Will motherhood change Madonna?
Is it possible there’s anything left to know about Madonna? from the time she arrived in Manhattan with $35 in her pocket, a fresh-checked daughter of the Midwest, to her most recent reincarnation as Material Girl, we’ve seen the tramp and vamp, brassy and bossy, the naughty and nurturing. She’s exposed us – literally – to almost every inch of her body, giving new meaning to the phrase “naked ambition.” She singlehandedly made cone-shaped bras a fashion statement and accessorized with everything from dog collars to rosaries to nubile young men. She has very publicaly – and enthusiastically – done things with a water bottle that are surely banned in Boston, and asked David Letterman (on air) to smell her panties.
Then, in a totally different mood and appearance, she’s confided her most private, poignant history (“Losing my mother at a very young age was a devastating experience”) to another interviewer. And let’s not forget — as if we could — last year’s heavily chronicled pregnancy, culminating in the most publicized star delivery since Lucille Ball produced Little Ricky. We even know what she supposedly said as she was wheeled off to the delivery room (“Good-bye everyone. I’m going to get my nose job now”).
Then, after the birth on October 14 of little Lourdes Maria Ciccone Leon, Madonna became a serene, devoted mother, telling interviewers about her breast-feeding experiences and rhapsodizing about how, when her child looks at her with recognition, “It’s the most incredible thing in the world.” At the same time, her biggest motion picture to date, Evita, sailed into theaters nationwide, drawing a more traditional audience than might have lined up to see her in the past.
Serious mom. mainstream movie star — is there anything else left to discover about this woman described by Norman Mailer as “our greatest living female artist,” by her brother Martin as “very calculated,” and by herself as “my own work of art”?

★ ★ ★

**To do:**
a - Decide whether each statement below agrees with the Madonna article, and please back each yes or no with the deciding words quoted from it. (i) Madonna arrived in Manhattan with $35 in her pocket. (ii) Lourdes was born on October 4. (iii) Norman Mailer described Madonna as "very calculated."
b - Carry on the Madonna article from the point where it stops.

★ ★ ★

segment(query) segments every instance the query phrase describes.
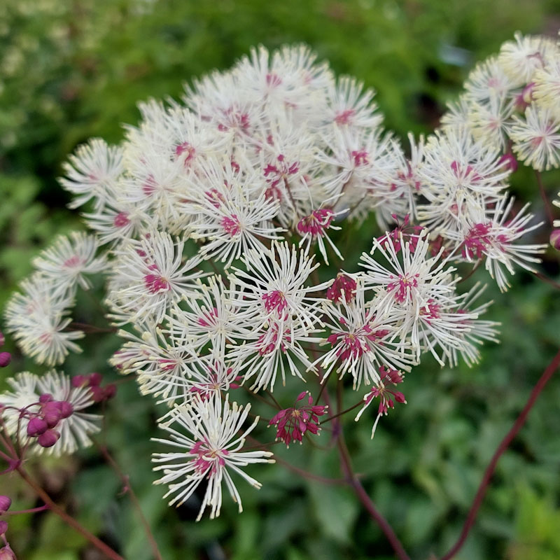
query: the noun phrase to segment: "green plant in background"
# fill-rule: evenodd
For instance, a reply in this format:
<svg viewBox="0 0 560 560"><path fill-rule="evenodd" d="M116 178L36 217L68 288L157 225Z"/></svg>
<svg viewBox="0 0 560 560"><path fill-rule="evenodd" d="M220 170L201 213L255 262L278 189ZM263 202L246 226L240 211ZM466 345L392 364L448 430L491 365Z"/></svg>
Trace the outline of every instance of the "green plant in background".
<svg viewBox="0 0 560 560"><path fill-rule="evenodd" d="M88 6L76 3L68 8L46 4L41 9L47 10L50 18L36 11L25 14L22 6L7 8L13 14L19 14L18 23L9 26L10 33L22 36L22 30L27 28L31 35L57 36L56 32L48 34L43 29L41 24L44 25L46 20L69 32L57 36L66 38L62 43L48 41L41 48L47 69L27 76L31 73L26 72L22 64L19 78L10 80L8 76L2 90L3 107L18 105L23 108L27 102L30 108L22 109L24 118L27 115L37 115L29 121L27 130L24 120L13 125L11 130L15 136L12 137L18 139L13 141L11 148L9 134L8 142L3 142L8 149L3 153L1 184L9 197L0 211L6 216L3 224L6 225L2 231L8 241L4 251L7 256L4 257L4 253L2 255L8 281L4 283L6 294L29 270L27 255L36 251L35 247L43 246L55 231L71 227L71 220L76 219L63 209L67 200L55 186L53 178L60 174L59 162L77 142L89 136L103 135L109 140L120 138L119 122L136 119L134 105L138 99L167 94L176 97L181 83L189 75L228 66L259 40L270 47L305 40L321 58L330 58L338 71L354 74L367 85L374 85L378 90L377 102L386 115L386 125L404 136L410 128L415 132L431 128L444 101L458 88L463 71L449 61L459 62L468 68L470 60L497 50L514 29L540 29L546 10L544 4L531 5L524 13L523 6L514 9L504 3L498 10L505 20L500 22L503 34L498 36L495 29L489 30L481 23L487 16L482 4L467 8L439 4L369 6L367 3L318 2L313 6L316 10L313 21L309 13L298 10L295 6L275 8L271 13L260 5L239 6L233 3L214 10L173 3L157 5L158 9L146 4ZM121 24L115 31L109 22ZM40 32L38 27L41 28ZM442 40L444 29L447 36ZM262 36L258 36L258 34ZM13 42L7 38L6 43ZM22 44L27 43L24 41ZM456 45L470 50L470 59L465 57L464 50L451 48ZM115 52L121 52L122 56L111 56ZM410 56L411 52L414 52L416 59ZM31 55L27 59L36 57ZM60 77L53 81L53 76ZM71 94L67 102L61 102L64 99L63 84L74 86L74 97ZM69 90L71 93L72 88ZM22 92L29 94L27 102ZM11 95L13 101L6 94ZM48 103L41 104L41 108L31 107L41 95L51 96L55 106L53 112L49 110L43 113ZM424 124L419 126L419 120ZM38 126L43 121L44 126ZM552 187L555 180L554 176L548 176L545 187ZM534 181L526 171L515 174L513 182L520 196L528 200L536 196L531 186ZM519 183L517 187L516 183ZM30 198L37 192L34 190L39 187L43 202L27 211L27 222L25 218L20 222L15 218L20 214L18 209L29 205ZM45 219L40 220L41 216L45 216ZM55 220L52 219L53 216ZM356 234L363 235L364 232L357 231ZM356 246L355 251L349 259L354 262L359 248ZM554 258L550 257L551 274L556 271ZM356 470L372 473L374 479L368 482L368 491L380 510L394 522L396 531L412 547L414 557L426 556L430 543L442 543L442 550L454 540L482 470L522 406L534 383L535 374L543 368L553 345L557 345L554 333L560 330L560 326L556 300L550 290L532 281L530 276L522 276L521 280L522 284L514 286L519 291L512 292L510 300L508 295L508 300L515 298L517 302L515 307L508 306L503 296L493 295L496 302L492 318L501 320L508 328L503 330L500 346L485 349L481 368L462 368L451 373L445 370L440 372L435 361L423 365L421 370L419 368L407 378L407 395L414 393L414 402L409 397L411 402L400 414L380 426L374 444L369 442L369 430L363 426L361 430L358 427L352 436L351 443L360 450L353 458ZM100 324L102 317L91 302L80 300L78 309L82 317L88 317L85 322ZM546 323L540 320L545 310L550 318ZM93 321L94 317L99 323ZM513 324L514 328L509 327ZM104 360L94 356L114 351L115 342L102 334L97 341L88 346L87 356L71 358L66 371L102 370L111 374ZM514 363L510 356L513 347L517 349L519 356ZM519 551L524 550L526 533L520 528L521 522L516 524L512 521L522 514L512 491L513 487L517 488L514 481L521 477L523 484L531 489L529 491L541 498L546 496L552 500L558 495L557 477L554 476L558 442L545 437L554 430L557 419L554 405L557 391L551 386L539 409L530 417L524 435L522 433L516 447L500 461L498 482L501 484L496 484L489 494L478 524L468 541L468 548L463 550L463 557L508 554L514 558L515 554L520 554ZM259 472L264 487L258 496L246 498L244 495L245 512L240 517L233 514L232 509L226 509L223 514L226 520L212 525L204 522L198 525L188 521L178 522L175 514L164 507L160 489L149 486L152 480L149 468L136 468L137 458L147 457L153 450L146 438L153 430L153 421L145 400L136 397L135 392L133 387L123 386L118 396L120 402L132 407L130 414L118 409L108 412L108 421L119 424L122 429L118 433L116 430L109 433L107 446L120 450L119 463L126 467L125 472L134 473L134 487L139 491L143 509L155 527L164 558L175 557L177 551L181 551L181 558L196 557L200 550L204 550L209 557L220 557L220 554L234 558L284 554L299 558L312 554L325 558L350 554L356 558L370 557L371 554L364 551L374 542L377 543L375 550L380 551L379 556L383 551L391 554L388 548L384 548L382 537L372 534L369 520L362 518L348 490L337 486L326 489L316 482L295 478L289 471L277 472L279 469L275 469L274 474L263 473L262 477ZM538 410L546 414L537 415ZM396 441L406 444L396 446ZM289 455L281 451L279 454L296 466L327 477L340 477L337 465L324 462L318 451L314 452L311 459L300 453L290 447ZM98 534L104 533L109 541L120 539L125 547L125 557L150 557L125 499L115 500L111 498L114 496L111 492L108 493L108 497L100 498L96 491L101 484L108 485L109 489L115 488L118 479L106 466L98 464L94 455L80 456L89 468L79 469L77 477L72 473L79 468L79 463L66 462L64 467L58 467L63 481L75 480L72 488L66 486L62 491L62 499L69 500L71 506L71 500L78 500L84 524ZM51 488L53 490L59 491L56 490L56 483ZM290 503L279 503L286 491L294 498ZM548 519L552 514L548 498L538 499L531 506L532 512L527 514L536 519L541 514ZM324 500L330 507L318 507ZM22 501L25 502L24 498ZM528 511L531 509L527 508ZM178 514L192 518L184 512ZM38 517L44 545L36 553L36 557L48 558L52 548L52 556L59 558L59 542L68 542L67 530L55 520L49 521L49 525ZM13 533L22 536L22 550L26 528L25 521L15 517L10 528L13 526ZM16 523L21 524L20 526L16 527ZM59 536L48 536L57 534ZM549 547L554 546L548 542L553 542L554 536L545 529L542 534L540 540L529 541L531 545L537 543L532 549L536 558L541 554L547 558ZM289 547L288 541L293 543ZM82 547L83 542L77 540L75 549ZM505 542L511 543L507 550ZM71 548L72 544L68 544ZM69 556L71 557L75 556Z"/></svg>

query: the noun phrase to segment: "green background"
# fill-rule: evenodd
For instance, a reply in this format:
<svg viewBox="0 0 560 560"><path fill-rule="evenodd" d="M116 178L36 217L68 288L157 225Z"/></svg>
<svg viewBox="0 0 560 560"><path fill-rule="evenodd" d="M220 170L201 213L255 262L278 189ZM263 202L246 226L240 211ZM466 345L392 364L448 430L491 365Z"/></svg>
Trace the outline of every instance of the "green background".
<svg viewBox="0 0 560 560"><path fill-rule="evenodd" d="M554 13L556 8L556 13ZM0 305L30 271L29 260L57 233L80 227L65 208L56 182L61 162L92 136L116 142L120 123L137 122L136 103L177 98L182 84L214 68L225 69L251 46L274 48L305 42L337 74L349 74L377 91L386 125L404 138L428 132L454 99L477 60L497 51L519 29L554 35L558 5L545 0L488 2L234 2L148 0L4 0L0 3ZM553 196L557 172L545 176ZM535 178L522 169L512 190L534 202ZM556 215L558 216L558 211ZM560 216L559 216L560 217ZM543 227L540 241L546 241ZM353 239L356 261L376 232L370 224ZM558 277L559 253L549 250L542 270ZM486 279L484 271L471 279ZM413 559L442 554L456 538L482 471L560 343L560 300L550 286L519 273L495 300L489 318L501 321L501 344L489 344L480 365L442 369L426 357L405 381L408 404L384 419L370 440L372 414L355 424L344 418L356 470ZM76 320L102 324L80 297ZM1 324L0 321L0 324ZM1 328L1 327L0 327ZM72 374L100 371L118 347L91 338L65 366ZM13 349L10 341L8 348ZM41 372L14 354L4 378L23 369ZM4 381L1 382L5 386ZM277 398L288 406L289 383ZM345 396L353 404L355 396ZM500 460L475 528L456 558L556 560L560 557L560 382L553 379L526 426ZM265 415L266 409L255 408ZM244 512L225 500L222 516L195 523L197 508L168 508L153 486L149 440L157 412L134 381L119 386L107 410L107 442L138 493L165 560L391 558L379 530L346 487L303 479L281 465L250 470L257 492L239 481ZM273 438L259 428L262 440ZM328 447L325 430L314 440ZM311 442L274 451L292 464L340 477L336 449ZM91 450L63 460L31 463L34 475L59 502L131 560L151 557L141 527L120 483ZM14 507L40 505L15 478L0 491ZM52 514L10 519L8 533L20 560L99 558Z"/></svg>

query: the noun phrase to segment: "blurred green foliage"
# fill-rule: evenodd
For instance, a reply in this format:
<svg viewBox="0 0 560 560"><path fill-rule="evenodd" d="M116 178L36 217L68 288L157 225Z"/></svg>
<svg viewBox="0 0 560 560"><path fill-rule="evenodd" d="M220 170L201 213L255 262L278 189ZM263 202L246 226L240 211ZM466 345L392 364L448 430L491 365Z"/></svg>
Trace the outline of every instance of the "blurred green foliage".
<svg viewBox="0 0 560 560"><path fill-rule="evenodd" d="M29 259L40 248L56 233L80 227L55 181L61 162L90 136L118 141L120 123L137 120L139 100L176 98L185 81L227 68L253 45L274 48L303 41L337 73L355 75L377 90L388 128L401 137L409 130L426 132L475 61L496 51L516 29L555 32L560 19L554 7L552 0L4 0L0 306L29 272ZM554 192L558 174L545 181ZM542 214L531 174L515 174L513 188L522 200L534 200ZM352 239L361 241L349 262L371 234L368 224L354 232ZM550 253L543 267L557 276L557 253ZM479 271L471 280L484 279ZM355 468L413 559L441 554L456 538L491 454L558 348L560 300L527 274L516 279L507 294L489 290L496 300L490 318L503 323L502 344L489 345L479 366L442 370L426 358L406 379L408 404L380 423L373 442L368 419L354 424L345 418ZM86 297L77 313L76 321L81 315L102 324ZM114 339L98 335L83 355L70 358L66 371L98 370L115 378L105 358L116 348ZM16 354L8 369L24 368L40 369ZM289 402L289 384L276 396ZM352 398L345 395L346 404ZM456 558L560 557L559 402L560 382L553 379L500 460ZM261 406L255 408L270 416ZM156 444L149 437L156 417L151 400L139 397L132 380L124 382L107 411L106 438L130 474L165 560L392 557L347 488L302 479L281 465L251 471L263 487L240 488L241 515L228 501L220 519L197 524L195 505L168 508L161 499L164 489L151 484L150 455ZM270 430L259 431L258 438L272 439ZM313 443L329 447L330 437L325 430ZM274 450L296 466L340 477L336 449L315 449L313 443ZM34 472L125 558L151 558L127 496L119 495L119 481L94 450L35 465ZM4 478L0 491L9 489L15 507L34 505L25 489ZM83 540L50 514L10 519L9 536L25 560L86 557Z"/></svg>

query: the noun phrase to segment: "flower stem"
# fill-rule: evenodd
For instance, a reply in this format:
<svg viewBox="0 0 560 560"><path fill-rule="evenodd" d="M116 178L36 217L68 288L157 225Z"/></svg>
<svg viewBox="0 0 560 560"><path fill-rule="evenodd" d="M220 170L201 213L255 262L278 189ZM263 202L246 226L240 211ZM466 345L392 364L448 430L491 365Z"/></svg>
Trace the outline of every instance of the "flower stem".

★ ★ ★

**Exercise responses:**
a -
(i) Yes: "she arrived in Manhattan with $35 in her pocket"
(ii) No: "the birth on October 14 of little Lourdes Maria Ciccone Leon"
(iii) No: "by her brother Martin as “very calculated,”"

b -
How alma this? She often dreams about her teeth falling out (paging Dr. Freud). Or: While she may seem as in tune with Vatican teachings as, say, Henry VIII, she still goes to church and lights candles. She also plans to baptize her daughter. Lourdes (named after a village of religious miracles), as a Catholic. Or: This woman who has made sin and sex her personal calling card, who has been a conspicuous public collector of “boy toys,” who radiates cheekiness, has confessed to being just an “incurable romantic” at heart. Huh?
And there are at least a few things left to find out.
Beginning with her childhood. It seems, for instance, that Ms. Anything Goes was once Little Miss Homemaker, baking cakes in her tiny child’s oven and then selling her wares in front of the house. Although on second thought, maybe that just shows she was a shrewd businesswoman even then, back in Pontiac, Michigan.
Madonna Louise Veronica Ciccone was born on August 16, 1958, the third child, after older brothers Anthony and Martin, of a conservative Catholic family. Her father, Silvio (known as Tony), was an automotive engineer who stressed church attendance, hard work at school, and no television. Her mother, a beauty from Bay City named Madonna Fortin, bestowed her own unusual name on her first daughter. (Later, talking about her name and her career, Madonna said, “How could I have been anything else but what I am, having been named Madonna? I would either have ended up a nun or this.”)
Madonna’s mother went on to produce three more children — Paula, Christopher. and Melanie — before dying of breast cancer at the age of 30. Madonna, then nicknamed Nonnie, was six, and it was the formative event in her life.